КРАТКОЕ ЗАДАНИЕ 1 — Из чьих романов, согласно отрывку «Осколки памяти», удалось узнать о ребятах из партизанских отрядов?
КРАТКОЕ ЗАДАНИЕ 2 — Перепечатайте из отрывка «Осколки памяти» текст между «А что происходит» и «и полная беда.» включительно.

==== ФРАГМЕНТ СТРАНИЦЫ ====

Читаем Осколки памяти полностью

Мне хотелось делать картины о том, что меня как каждого человека в жизни волновало. Я делал то, что считал нужным. Это и картина о моем поколении в тылу, в эвакуации. Я это пережил, а значит, могу рассказать об этом так, как не расскажет другой, - скромная задача.

Затем я посчитал, что надо рассказать и о ребятах, которые остались здесь, в партизанских отрядах. Расска­зать честно о том, что мне удалось узнать из романов Вани Чигринова, из воспоминаний людей, прошедших через это. Хотелось рассказать об этих людях, дать им знать, что о них помнят, и хотя бы так, картиной, но по­мочь им жить.

"Расписание на послезавтра" - картина, тоже идущая от жизни. Я боялся школы, и мне казалось, что неправильно наша школа организована, - наверное, это самомнение. Но я приходил и сидел в страхе, а вызов к доске был чудовищной катастрофой. Разве это нормально?

Главные идеи "Белых рос" тоже рождены действи­тельностью: во-первых, уничтожается семейный уклад, уничтожается деревня, город поглощает ее, людям, бед­ным, трудно сориентироваться. Коля Караченцов еще работает в колхозе, а колхоза-то вот-вот и не будет уже. Затем одиночество стариков. Сыновья все разбежались, родители живут одни. Мне их жалко было, стариков этих. Хотелось разобраться в сложностях жизни. И потом хоте­лось обратить внимание на то, что классные же люди рядом с нами живут! Ну, не задача ли?

А "Осенние сны" и вовсе. Формулировка, которая ранила и жгла мое сердце - так называемые "беспер­спективные деревни". Ну, кто это придумал?! Почему?! Вот как живут там люди, так и живут - выкарабкивай­ся, как можешь. И привыкли они никакой помощи не ждать. Я делал картину против этого, картину про та­ких вот заброшенных стариков, которых мне тоже было очень жалко.

А что происходит сейчас? То же самое, к сожалению. Как одинокие выкарабкиваются? И не только в деревне, в городе тоже. Елки зеленые! Ежели на Дальнем Востоке в домах отключают тепло и замерзает (!) человек, меня передергивает от этого, меня это угнетает.

Да, у меня тяга к человеку. К городскому, деревенско­му - не важно. "Улица без конца" - картина о городской девочке. Ведь если вдуматься, нечего гордиться палатка­ми, в которых жили героические строители Новополодка, ехавшие туда по комсомольской путевке: терпели муки, никаких условий - один труд. Героизм - да, но в то же время и полная беда.

==== ПОКАЗАННЫЕ ДАННЫЕ ====

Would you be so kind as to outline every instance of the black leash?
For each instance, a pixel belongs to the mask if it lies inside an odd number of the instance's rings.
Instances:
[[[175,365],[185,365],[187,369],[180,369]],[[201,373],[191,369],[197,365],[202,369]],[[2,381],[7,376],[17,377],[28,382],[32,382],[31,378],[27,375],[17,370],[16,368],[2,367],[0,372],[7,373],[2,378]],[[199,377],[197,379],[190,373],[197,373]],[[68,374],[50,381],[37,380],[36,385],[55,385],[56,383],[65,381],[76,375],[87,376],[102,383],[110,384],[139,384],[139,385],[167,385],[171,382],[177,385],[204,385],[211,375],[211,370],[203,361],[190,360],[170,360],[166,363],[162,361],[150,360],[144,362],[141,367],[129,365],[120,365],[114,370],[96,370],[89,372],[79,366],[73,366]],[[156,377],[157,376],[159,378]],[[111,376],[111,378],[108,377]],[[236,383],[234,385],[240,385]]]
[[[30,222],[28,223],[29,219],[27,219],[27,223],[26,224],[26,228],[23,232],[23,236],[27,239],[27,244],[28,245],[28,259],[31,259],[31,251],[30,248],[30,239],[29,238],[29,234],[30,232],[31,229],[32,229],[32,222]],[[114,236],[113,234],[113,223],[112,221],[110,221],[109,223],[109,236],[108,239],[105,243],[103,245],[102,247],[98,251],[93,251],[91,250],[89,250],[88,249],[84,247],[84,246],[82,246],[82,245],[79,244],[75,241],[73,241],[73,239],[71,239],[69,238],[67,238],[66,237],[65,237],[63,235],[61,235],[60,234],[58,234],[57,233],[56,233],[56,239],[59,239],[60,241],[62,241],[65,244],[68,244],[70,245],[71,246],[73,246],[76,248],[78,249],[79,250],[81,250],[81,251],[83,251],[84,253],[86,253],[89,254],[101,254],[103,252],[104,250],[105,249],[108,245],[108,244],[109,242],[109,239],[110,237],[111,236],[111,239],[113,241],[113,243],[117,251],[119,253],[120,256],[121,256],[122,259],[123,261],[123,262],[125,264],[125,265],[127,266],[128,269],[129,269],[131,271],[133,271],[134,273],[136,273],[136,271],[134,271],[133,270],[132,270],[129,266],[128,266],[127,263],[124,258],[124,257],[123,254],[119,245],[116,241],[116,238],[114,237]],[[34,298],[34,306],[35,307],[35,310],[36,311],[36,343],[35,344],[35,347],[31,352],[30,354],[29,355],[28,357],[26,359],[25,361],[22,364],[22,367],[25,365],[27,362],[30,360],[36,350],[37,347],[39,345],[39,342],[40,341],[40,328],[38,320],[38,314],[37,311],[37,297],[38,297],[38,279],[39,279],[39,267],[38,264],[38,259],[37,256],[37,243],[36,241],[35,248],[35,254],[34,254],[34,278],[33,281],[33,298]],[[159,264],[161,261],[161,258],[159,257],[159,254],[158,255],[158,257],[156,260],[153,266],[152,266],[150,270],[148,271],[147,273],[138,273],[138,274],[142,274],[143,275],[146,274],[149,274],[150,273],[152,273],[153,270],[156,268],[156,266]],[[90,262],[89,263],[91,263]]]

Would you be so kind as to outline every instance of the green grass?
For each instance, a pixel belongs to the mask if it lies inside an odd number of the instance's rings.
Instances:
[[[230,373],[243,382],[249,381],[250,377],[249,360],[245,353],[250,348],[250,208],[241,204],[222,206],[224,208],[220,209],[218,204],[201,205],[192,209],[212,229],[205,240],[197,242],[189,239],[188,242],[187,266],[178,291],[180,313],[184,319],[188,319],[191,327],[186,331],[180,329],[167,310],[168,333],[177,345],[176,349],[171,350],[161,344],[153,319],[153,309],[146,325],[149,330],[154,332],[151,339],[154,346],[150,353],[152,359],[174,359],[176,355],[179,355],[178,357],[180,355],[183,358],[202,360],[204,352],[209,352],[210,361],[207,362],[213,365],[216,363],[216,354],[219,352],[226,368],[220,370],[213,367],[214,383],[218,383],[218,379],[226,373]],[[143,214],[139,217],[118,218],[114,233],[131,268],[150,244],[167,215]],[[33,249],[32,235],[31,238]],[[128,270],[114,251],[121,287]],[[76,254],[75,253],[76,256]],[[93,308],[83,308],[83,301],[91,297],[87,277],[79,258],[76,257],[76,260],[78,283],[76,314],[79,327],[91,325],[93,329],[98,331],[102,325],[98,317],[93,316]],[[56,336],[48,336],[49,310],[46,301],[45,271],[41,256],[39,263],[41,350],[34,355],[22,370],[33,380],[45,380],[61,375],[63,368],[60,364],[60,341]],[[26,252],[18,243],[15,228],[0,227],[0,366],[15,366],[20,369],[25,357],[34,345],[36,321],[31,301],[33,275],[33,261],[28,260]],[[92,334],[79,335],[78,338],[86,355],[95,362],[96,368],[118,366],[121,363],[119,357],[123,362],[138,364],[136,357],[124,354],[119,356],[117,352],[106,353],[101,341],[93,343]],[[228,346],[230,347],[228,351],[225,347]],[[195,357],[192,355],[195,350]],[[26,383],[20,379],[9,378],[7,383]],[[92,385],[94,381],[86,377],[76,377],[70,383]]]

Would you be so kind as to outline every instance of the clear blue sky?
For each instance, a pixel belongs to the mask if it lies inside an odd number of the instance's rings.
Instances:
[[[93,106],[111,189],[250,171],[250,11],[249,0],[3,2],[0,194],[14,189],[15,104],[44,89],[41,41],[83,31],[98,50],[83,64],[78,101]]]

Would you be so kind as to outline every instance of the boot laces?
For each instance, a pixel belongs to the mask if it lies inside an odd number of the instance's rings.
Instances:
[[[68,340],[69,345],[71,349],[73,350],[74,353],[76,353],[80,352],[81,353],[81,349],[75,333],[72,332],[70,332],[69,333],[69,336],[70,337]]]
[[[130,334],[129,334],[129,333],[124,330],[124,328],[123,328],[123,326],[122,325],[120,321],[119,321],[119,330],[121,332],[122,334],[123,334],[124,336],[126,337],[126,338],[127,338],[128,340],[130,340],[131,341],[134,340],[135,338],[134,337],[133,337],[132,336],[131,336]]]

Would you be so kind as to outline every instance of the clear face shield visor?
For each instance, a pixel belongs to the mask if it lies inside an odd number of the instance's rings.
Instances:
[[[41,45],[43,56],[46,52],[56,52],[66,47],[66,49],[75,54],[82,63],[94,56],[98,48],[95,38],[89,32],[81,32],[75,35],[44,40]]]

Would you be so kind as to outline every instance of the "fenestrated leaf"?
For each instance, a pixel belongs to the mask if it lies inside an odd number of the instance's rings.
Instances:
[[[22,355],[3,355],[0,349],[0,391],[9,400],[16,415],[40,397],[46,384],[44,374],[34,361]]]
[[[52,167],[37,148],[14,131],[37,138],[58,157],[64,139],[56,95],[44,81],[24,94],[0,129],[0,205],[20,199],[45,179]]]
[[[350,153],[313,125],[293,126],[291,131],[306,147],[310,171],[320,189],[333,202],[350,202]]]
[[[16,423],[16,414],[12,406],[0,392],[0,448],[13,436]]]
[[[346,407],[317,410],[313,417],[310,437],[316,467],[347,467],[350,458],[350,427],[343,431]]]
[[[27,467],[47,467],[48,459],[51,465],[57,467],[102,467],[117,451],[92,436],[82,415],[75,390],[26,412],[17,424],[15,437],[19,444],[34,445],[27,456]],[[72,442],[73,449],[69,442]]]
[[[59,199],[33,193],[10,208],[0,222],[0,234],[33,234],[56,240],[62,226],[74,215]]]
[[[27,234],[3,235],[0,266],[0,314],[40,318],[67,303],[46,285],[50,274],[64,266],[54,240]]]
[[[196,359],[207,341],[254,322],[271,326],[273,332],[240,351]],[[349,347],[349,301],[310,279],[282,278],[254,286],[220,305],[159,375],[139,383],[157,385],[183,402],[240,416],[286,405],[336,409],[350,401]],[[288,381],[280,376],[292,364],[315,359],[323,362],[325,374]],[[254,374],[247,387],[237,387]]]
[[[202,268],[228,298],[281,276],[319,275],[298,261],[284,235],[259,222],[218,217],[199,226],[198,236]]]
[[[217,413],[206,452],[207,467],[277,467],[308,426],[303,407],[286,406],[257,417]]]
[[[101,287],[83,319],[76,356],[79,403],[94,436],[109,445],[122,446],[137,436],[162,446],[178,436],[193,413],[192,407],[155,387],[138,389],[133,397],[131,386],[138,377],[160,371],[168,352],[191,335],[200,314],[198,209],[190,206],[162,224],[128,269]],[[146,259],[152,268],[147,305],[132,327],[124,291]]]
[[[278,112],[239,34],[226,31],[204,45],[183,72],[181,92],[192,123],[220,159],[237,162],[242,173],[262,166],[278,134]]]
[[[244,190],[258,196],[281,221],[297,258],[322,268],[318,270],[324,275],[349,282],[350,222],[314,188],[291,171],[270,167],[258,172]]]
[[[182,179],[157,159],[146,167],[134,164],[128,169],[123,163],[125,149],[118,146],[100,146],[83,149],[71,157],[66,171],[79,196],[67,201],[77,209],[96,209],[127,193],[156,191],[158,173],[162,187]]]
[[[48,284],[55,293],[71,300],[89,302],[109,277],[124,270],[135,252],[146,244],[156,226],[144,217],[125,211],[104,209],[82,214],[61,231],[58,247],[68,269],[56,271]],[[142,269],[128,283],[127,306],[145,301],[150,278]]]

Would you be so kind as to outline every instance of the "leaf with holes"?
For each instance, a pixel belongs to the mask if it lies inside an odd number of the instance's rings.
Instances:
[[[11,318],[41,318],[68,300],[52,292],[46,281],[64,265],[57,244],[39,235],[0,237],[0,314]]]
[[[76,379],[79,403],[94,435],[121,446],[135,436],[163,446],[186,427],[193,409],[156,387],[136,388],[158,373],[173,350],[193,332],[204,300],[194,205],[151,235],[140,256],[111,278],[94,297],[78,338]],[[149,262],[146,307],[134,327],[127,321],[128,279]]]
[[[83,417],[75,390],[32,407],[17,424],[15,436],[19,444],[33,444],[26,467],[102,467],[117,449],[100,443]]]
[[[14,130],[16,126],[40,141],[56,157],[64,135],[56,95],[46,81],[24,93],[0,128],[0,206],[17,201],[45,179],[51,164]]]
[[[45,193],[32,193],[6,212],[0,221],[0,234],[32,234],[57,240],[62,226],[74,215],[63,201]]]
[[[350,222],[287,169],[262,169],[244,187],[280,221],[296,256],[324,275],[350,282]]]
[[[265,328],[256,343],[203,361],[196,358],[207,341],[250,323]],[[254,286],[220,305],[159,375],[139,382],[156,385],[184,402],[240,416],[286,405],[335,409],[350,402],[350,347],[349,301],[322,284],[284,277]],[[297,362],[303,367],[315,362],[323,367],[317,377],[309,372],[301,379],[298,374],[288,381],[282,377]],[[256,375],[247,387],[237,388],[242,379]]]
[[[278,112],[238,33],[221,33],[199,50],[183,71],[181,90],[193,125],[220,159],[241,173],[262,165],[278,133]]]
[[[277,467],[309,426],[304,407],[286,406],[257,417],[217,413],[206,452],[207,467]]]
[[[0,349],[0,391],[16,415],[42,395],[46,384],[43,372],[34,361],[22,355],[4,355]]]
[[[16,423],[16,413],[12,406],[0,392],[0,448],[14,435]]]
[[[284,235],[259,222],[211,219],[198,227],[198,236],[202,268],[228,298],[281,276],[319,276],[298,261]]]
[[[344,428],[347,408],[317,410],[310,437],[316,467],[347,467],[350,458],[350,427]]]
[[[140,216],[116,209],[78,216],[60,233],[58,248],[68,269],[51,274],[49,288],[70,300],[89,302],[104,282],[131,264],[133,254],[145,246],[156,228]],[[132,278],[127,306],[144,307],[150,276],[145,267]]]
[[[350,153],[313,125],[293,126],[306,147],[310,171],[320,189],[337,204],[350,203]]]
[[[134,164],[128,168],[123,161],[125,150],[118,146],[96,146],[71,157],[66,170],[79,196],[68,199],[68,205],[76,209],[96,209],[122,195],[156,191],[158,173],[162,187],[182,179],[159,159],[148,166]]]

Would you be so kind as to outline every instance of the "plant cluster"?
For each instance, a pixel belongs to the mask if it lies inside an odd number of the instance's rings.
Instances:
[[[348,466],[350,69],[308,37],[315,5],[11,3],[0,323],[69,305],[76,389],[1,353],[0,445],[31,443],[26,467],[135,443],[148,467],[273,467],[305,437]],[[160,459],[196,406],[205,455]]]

====

ПРАВИЛЬНЫЙ ОТВЕТ 1 — Из романов Вани Чигринова.

ПРАВИЛЬНЫЙ ОТВЕТ 2 —
А что происходит сейчас? То же самое, к сожалению. Как одинокие выкарабкиваются? И не только в деревне, в городе тоже. Елки зеленые! Ежели на Дальнем Востоке в домах отключают тепло и замерзает (!) человек, меня передергивает от этого, меня это угнетает.

Да, у меня тяга к человеку. К городскому, деревенско­му - не важно. "Улица без конца" - картина о городской девочке. Ведь если вдуматься, нечего гордиться палатка­ми, в которых жили героические строители Новополодка, ехавшие туда по комсомольской путевке: терпели муки, никаких условий - один труд. Героизм - да, но в то же время и полная беда.